Stored items
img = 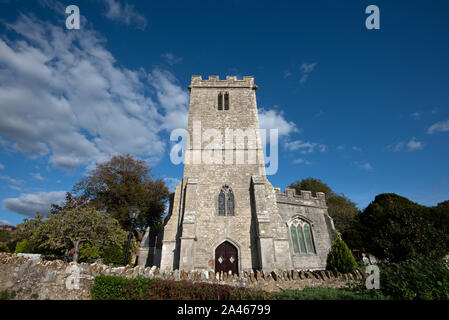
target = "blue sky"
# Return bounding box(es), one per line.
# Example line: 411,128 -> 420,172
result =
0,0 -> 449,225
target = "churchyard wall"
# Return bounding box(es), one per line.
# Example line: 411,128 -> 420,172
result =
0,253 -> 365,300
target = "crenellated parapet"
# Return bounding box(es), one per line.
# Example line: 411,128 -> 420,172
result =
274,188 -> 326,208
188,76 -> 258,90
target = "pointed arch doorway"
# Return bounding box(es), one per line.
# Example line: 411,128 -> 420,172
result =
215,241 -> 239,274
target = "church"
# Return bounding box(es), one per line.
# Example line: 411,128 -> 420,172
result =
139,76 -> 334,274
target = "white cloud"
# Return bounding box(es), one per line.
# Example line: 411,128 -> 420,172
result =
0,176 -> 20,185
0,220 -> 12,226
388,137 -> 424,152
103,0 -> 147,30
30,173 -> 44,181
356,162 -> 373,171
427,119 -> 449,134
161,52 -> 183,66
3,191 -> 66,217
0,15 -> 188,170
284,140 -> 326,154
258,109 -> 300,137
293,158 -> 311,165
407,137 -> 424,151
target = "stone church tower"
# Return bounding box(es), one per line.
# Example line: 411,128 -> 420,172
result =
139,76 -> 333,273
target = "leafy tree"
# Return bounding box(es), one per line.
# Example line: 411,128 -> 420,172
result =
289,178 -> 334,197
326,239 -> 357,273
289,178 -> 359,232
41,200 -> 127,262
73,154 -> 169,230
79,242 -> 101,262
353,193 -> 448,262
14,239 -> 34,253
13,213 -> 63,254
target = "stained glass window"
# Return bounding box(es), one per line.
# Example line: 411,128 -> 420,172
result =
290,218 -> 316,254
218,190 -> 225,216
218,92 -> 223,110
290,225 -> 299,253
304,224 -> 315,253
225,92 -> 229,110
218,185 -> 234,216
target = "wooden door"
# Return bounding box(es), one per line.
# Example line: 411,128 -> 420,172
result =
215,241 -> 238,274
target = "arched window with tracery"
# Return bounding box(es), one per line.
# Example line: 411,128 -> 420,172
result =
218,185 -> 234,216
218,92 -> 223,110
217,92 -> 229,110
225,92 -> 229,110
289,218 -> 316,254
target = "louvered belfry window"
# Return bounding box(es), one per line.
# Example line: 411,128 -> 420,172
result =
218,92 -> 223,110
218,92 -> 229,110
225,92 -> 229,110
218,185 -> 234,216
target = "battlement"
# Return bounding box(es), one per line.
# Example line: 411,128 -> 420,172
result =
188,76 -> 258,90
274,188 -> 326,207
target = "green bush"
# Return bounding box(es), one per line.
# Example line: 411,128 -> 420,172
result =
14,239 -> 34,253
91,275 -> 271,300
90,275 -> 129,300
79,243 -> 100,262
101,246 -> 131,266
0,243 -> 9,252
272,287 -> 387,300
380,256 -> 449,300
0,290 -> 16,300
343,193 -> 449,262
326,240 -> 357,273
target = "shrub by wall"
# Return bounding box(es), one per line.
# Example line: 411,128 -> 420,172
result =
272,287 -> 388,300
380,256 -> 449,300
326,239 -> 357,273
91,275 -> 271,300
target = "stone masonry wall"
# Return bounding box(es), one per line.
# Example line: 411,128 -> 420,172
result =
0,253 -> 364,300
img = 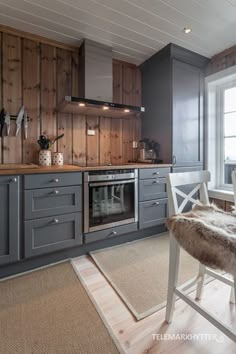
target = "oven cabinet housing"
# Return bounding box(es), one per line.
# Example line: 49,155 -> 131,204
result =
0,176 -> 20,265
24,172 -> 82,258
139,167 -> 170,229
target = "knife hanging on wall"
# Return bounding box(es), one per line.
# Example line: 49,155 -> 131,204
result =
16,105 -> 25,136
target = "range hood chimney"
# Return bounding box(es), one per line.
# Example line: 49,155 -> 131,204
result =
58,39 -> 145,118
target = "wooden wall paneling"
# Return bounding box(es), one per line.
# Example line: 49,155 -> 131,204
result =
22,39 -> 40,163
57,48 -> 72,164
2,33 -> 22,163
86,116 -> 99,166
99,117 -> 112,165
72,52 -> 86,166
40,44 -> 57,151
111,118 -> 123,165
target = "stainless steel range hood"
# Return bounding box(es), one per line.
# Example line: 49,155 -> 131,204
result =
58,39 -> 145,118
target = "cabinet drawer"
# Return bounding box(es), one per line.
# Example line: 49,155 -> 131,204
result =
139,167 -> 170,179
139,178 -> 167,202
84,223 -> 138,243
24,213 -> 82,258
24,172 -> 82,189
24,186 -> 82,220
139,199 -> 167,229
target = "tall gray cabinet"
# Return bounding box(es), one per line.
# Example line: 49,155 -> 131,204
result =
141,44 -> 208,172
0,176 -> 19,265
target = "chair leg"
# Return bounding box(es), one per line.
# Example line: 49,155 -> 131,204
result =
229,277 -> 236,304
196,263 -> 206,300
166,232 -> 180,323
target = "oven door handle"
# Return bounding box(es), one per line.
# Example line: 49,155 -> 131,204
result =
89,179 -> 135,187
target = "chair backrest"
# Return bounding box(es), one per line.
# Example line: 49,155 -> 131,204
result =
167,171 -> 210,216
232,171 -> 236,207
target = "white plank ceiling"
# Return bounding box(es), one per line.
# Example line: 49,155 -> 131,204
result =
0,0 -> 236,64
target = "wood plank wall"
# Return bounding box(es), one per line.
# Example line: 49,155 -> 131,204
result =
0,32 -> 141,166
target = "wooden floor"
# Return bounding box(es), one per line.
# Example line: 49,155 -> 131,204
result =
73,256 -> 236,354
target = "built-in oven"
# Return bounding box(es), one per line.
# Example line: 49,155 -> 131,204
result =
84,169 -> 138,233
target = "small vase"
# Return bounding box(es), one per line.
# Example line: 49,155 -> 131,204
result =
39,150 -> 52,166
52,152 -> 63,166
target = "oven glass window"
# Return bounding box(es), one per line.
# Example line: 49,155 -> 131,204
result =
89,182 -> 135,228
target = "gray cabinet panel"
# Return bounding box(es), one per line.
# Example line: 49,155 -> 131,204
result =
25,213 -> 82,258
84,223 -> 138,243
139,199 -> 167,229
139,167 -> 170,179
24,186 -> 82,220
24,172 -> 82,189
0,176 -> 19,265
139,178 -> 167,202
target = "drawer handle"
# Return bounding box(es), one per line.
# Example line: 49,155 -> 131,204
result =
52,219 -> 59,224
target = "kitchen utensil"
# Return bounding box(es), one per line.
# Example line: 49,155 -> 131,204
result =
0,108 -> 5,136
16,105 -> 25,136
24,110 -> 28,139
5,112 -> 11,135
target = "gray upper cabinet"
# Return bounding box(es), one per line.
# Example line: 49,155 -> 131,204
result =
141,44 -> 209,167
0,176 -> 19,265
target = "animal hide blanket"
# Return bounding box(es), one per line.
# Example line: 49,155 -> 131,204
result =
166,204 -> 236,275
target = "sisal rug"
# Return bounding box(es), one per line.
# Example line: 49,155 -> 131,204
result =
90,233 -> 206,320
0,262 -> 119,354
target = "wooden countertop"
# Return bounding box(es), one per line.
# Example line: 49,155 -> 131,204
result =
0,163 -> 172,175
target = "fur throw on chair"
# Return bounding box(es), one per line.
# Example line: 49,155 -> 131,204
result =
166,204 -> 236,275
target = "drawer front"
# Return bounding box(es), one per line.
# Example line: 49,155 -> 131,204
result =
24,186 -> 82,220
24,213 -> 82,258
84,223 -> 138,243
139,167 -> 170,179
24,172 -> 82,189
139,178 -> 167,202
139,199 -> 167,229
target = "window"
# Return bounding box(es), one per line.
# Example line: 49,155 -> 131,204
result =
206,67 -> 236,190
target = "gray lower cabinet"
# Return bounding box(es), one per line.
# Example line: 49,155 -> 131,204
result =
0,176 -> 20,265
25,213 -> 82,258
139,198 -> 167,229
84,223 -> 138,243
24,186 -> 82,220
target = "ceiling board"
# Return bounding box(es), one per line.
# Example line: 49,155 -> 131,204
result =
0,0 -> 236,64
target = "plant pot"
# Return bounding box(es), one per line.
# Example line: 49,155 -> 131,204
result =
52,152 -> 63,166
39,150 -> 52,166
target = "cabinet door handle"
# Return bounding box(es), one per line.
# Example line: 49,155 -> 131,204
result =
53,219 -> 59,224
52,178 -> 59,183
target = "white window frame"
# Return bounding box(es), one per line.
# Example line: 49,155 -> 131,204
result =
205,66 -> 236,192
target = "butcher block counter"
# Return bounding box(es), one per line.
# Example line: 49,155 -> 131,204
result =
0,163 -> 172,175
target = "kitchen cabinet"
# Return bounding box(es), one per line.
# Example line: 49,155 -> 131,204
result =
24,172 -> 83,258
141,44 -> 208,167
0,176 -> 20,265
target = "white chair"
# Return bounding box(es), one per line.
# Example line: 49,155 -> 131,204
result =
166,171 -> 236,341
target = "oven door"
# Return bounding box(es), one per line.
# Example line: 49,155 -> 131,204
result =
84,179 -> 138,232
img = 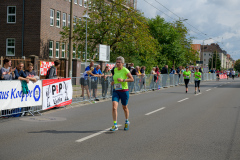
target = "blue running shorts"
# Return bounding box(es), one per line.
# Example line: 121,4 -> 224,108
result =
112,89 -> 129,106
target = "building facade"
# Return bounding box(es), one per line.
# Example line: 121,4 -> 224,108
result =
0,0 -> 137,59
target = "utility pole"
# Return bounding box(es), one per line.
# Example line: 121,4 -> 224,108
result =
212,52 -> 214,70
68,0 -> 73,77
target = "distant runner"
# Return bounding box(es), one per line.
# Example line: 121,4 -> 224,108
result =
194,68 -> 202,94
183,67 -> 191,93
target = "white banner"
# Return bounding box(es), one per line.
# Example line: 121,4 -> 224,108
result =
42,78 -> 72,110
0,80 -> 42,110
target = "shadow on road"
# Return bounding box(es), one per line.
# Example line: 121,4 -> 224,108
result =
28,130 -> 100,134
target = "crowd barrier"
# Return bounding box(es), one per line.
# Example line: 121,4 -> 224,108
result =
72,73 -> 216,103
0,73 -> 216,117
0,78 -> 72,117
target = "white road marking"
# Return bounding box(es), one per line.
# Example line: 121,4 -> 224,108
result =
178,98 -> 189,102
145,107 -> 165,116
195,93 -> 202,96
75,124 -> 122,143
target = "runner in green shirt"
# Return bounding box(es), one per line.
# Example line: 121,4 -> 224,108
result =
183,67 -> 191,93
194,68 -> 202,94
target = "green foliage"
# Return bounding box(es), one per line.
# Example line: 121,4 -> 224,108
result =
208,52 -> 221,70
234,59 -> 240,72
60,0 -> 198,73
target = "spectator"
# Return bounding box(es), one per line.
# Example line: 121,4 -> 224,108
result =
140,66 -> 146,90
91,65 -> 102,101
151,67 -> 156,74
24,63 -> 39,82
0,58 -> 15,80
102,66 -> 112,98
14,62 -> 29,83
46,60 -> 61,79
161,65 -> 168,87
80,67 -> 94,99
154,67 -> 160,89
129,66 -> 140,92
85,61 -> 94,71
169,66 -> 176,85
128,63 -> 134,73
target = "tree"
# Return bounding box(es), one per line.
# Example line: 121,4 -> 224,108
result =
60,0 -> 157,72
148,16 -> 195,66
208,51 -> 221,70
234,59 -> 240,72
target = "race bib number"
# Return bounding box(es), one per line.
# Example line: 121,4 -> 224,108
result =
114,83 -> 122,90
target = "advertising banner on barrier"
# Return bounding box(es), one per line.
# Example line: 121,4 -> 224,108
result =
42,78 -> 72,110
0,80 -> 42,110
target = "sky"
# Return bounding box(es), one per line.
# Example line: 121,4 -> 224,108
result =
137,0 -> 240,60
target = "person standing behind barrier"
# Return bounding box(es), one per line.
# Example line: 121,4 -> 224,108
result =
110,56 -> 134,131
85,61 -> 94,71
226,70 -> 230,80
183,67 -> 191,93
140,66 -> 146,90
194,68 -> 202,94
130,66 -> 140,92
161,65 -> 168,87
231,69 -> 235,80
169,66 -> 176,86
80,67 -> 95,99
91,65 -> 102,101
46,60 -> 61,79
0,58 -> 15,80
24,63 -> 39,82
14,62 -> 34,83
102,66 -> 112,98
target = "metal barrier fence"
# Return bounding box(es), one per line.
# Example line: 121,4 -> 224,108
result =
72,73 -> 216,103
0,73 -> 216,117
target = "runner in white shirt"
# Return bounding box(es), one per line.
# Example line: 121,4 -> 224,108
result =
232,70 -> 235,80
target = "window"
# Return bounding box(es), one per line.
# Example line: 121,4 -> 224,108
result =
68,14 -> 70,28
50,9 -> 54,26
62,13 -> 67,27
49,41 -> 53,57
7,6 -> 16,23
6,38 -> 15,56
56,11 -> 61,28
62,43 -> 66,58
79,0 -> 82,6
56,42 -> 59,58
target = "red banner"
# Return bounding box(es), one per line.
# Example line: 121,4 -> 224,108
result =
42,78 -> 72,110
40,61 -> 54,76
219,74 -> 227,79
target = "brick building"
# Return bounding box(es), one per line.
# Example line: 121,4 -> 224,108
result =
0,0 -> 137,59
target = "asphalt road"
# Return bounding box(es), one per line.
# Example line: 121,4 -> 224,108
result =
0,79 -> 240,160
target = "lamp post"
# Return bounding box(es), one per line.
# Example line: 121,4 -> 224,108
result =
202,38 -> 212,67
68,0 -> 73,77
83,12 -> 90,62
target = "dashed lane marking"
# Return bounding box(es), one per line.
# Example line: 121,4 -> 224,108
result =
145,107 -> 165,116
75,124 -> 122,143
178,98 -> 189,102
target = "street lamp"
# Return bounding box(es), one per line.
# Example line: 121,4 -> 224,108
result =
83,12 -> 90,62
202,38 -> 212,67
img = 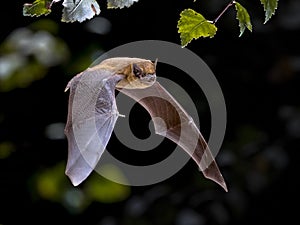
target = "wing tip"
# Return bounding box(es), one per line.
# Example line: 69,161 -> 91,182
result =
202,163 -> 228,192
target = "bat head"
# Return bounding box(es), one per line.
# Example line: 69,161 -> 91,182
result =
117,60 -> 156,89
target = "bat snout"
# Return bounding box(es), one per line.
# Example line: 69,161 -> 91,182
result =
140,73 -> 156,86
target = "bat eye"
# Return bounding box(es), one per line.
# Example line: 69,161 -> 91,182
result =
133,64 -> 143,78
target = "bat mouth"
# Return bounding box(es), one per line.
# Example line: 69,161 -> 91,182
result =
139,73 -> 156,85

• _Written request_: Rewrite the lines from the start through the line containing "139,76 -> 334,274", replacing "crenellated parapet" with "battlemented parapet" and changing nothing else. Omit the pictures from your answer.

• _Exercise solution_:
img = 
target = "blue sky"
# Return bounding box(es), one per line.
# Example line: 411,128 -> 420,172
result =
0,0 -> 449,225
target = "churchyard wall"
# Return bounding box(es), one per line.
# Example line: 411,128 -> 420,172
result =
0,253 -> 365,300
target = "battlemented parapet"
# Return bounding box(es), one per line.
# Example line: 411,128 -> 420,172
result =
274,188 -> 326,208
188,76 -> 258,90
target = "pointed arch doorway"
# Return bounding box(es), one per line.
# Example line: 411,128 -> 420,172
result =
215,241 -> 239,274
target = "church"
# Return bounding box(es), one per line.
# Example line: 411,128 -> 420,172
result =
139,76 -> 334,274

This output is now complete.